■ DATA EXTRACTS
---

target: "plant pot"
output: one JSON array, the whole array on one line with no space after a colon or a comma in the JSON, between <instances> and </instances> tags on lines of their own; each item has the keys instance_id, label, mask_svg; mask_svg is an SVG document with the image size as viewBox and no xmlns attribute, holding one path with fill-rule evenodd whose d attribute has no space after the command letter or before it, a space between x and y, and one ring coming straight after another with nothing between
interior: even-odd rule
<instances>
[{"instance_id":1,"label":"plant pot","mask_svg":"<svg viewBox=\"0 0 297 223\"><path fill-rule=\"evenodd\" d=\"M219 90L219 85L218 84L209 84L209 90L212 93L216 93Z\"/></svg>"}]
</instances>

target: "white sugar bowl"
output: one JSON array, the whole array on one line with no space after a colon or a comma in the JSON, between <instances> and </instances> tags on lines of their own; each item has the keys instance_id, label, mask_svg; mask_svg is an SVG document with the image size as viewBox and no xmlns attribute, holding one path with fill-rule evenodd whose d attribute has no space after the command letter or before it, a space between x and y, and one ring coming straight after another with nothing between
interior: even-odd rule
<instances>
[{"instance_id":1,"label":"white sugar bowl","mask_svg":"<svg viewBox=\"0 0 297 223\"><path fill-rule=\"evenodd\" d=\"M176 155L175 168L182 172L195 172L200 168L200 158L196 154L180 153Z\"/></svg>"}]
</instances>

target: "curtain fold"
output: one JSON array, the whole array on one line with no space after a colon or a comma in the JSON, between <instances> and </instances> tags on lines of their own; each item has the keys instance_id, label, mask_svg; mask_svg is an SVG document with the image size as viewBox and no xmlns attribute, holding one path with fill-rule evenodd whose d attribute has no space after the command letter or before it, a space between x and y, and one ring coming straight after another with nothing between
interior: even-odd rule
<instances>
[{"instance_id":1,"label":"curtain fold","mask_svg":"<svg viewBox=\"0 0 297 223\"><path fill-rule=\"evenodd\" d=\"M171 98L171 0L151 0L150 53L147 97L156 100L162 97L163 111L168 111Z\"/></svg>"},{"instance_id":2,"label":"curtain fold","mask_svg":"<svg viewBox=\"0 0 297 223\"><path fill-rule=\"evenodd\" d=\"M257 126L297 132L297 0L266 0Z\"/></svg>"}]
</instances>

---

■ REQUIRED ACTION
Type the material above out again, exactly.

■ EXERCISE RESULT
target: "plant pot"
output: one JSON array, the whole array on one line with no space after a colon or a comma in the JSON, between <instances> and </instances> tags on lines of their own; each item has the keys instance_id, label, mask_svg; mask_svg is an SVG document with the image size as viewBox and no xmlns attribute, holding one path with fill-rule evenodd whose d attribute has no space after the command letter or before it, a space between x and y, and one ring coming straight after another with nothing between
interior: even-odd rule
<instances>
[{"instance_id":1,"label":"plant pot","mask_svg":"<svg viewBox=\"0 0 297 223\"><path fill-rule=\"evenodd\" d=\"M219 90L219 85L218 84L209 84L209 90L212 93L216 93Z\"/></svg>"}]
</instances>

target: "white sugar bowl"
output: one JSON array, the whole array on one line with no space after a colon or a comma in the JSON, between <instances> and </instances> tags on lines of their own; each item has the keys instance_id, label, mask_svg; mask_svg is an SVG document with the image size as viewBox and no xmlns attribute, holding one path with fill-rule evenodd whose d attribute has no space after the command letter or before it, a space between x and y, and one ring coming straight after another with nothing between
interior: even-odd rule
<instances>
[{"instance_id":1,"label":"white sugar bowl","mask_svg":"<svg viewBox=\"0 0 297 223\"><path fill-rule=\"evenodd\" d=\"M176 155L175 168L182 172L195 172L200 168L200 158L196 154L180 153Z\"/></svg>"}]
</instances>

target: "curtain fold"
output: one JSON array, the whole array on one line with no space after a colon or a comma in the JSON, between <instances> and </instances> tags on lines of their own; each item has the keys instance_id, label, mask_svg; mask_svg is an SVG document with the image size as viewBox and no xmlns attribute, holding one path with fill-rule evenodd whose d attribute has no space after the command letter or before it, a space between x and y, and one ring coming straight after another with nothing between
interior: even-odd rule
<instances>
[{"instance_id":1,"label":"curtain fold","mask_svg":"<svg viewBox=\"0 0 297 223\"><path fill-rule=\"evenodd\" d=\"M171 98L171 0L151 0L150 53L147 97L156 100L162 97L163 111L168 111Z\"/></svg>"},{"instance_id":2,"label":"curtain fold","mask_svg":"<svg viewBox=\"0 0 297 223\"><path fill-rule=\"evenodd\" d=\"M257 126L297 132L297 0L266 0Z\"/></svg>"}]
</instances>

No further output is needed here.